[Items listed in a dataset]

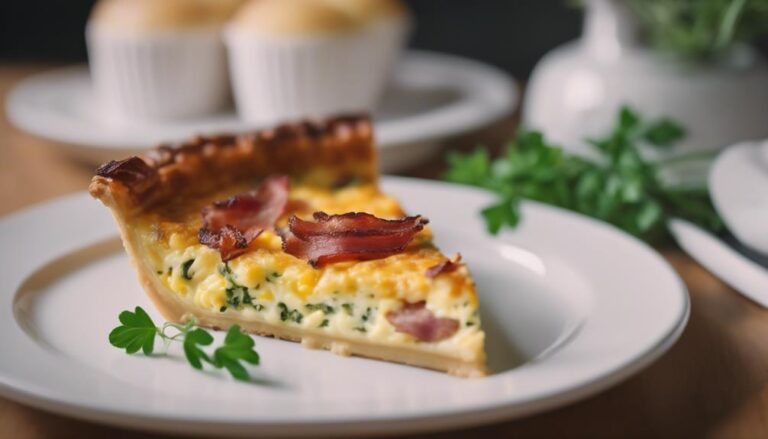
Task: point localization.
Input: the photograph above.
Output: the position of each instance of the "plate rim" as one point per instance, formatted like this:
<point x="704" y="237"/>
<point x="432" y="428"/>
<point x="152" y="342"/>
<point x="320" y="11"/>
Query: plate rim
<point x="429" y="421"/>
<point x="444" y="122"/>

WHAT THE EXERCISE ASKS
With both ends included, please retype exactly the lines from the line containing "Input: the photograph above." to the final line of the data.

EXPECTED ANSWER
Input: the photograph above.
Output: the position of each instance of the "plate rim" as one point per instance, formatted like this:
<point x="704" y="237"/>
<point x="432" y="428"/>
<point x="152" y="342"/>
<point x="320" y="11"/>
Query: plate rim
<point x="429" y="421"/>
<point x="444" y="122"/>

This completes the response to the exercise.